Records supplied:
-- Start --

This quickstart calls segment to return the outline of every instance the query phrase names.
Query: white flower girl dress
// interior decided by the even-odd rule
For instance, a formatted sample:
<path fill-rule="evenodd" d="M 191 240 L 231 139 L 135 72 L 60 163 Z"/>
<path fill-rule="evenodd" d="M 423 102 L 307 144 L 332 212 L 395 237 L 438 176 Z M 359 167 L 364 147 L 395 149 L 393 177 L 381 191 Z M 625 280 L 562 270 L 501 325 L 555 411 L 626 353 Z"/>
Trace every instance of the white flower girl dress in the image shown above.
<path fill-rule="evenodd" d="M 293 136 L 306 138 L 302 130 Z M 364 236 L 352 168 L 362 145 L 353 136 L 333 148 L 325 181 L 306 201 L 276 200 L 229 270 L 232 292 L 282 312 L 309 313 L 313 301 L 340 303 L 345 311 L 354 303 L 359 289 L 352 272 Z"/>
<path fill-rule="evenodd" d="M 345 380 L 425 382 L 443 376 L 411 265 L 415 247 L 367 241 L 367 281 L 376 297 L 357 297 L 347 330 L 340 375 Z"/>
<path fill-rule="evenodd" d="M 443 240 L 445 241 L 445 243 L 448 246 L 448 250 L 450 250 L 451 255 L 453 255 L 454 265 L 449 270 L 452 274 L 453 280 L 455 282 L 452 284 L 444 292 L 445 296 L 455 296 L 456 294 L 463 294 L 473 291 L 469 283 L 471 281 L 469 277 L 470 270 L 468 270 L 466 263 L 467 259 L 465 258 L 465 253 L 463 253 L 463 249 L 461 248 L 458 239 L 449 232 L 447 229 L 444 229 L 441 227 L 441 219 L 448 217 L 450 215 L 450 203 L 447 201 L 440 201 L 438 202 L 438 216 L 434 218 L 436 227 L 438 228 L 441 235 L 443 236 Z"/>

-- End --

Exercise aim:
Reproduce all the items above, replacing each occurrence of "white flower girl dress" with "ivory flower girl dress" and leaving everything else unchanged.

Response:
This quickstart calls segment to return the outline of every instance the query phrase names.
Query: ivory flower girl dress
// interior decided by the even-odd rule
For instance, a formatted sample:
<path fill-rule="evenodd" d="M 191 240 L 231 139 L 135 72 L 60 163 Z"/>
<path fill-rule="evenodd" d="M 423 102 L 307 144 L 332 212 L 395 237 L 438 176 Z M 359 167 L 364 147 L 395 149 L 393 177 L 381 191 Z M 625 280 L 562 270 L 501 325 L 555 411 L 626 353 Z"/>
Trace every instance of the ivory flower girl dress in the image shown above.
<path fill-rule="evenodd" d="M 293 136 L 306 138 L 302 130 Z M 364 236 L 352 168 L 362 145 L 353 136 L 333 148 L 325 181 L 306 201 L 276 200 L 229 270 L 232 292 L 282 312 L 309 313 L 313 301 L 340 303 L 345 311 L 354 303 L 359 289 L 352 272 Z"/>
<path fill-rule="evenodd" d="M 345 380 L 425 382 L 443 376 L 411 265 L 415 247 L 367 241 L 367 281 L 376 297 L 357 297 L 347 330 L 340 375 Z"/>
<path fill-rule="evenodd" d="M 443 240 L 445 241 L 445 243 L 448 246 L 448 250 L 450 250 L 451 255 L 453 255 L 454 265 L 449 270 L 452 274 L 453 280 L 455 282 L 452 284 L 444 292 L 445 296 L 455 296 L 456 294 L 463 294 L 473 291 L 469 283 L 471 281 L 469 277 L 470 270 L 468 270 L 466 263 L 467 259 L 465 258 L 465 253 L 463 253 L 463 249 L 461 248 L 458 239 L 449 232 L 447 229 L 444 229 L 441 227 L 441 219 L 448 217 L 450 215 L 450 203 L 447 201 L 440 201 L 438 202 L 438 216 L 434 218 L 436 227 L 438 228 L 441 235 L 443 236 Z"/>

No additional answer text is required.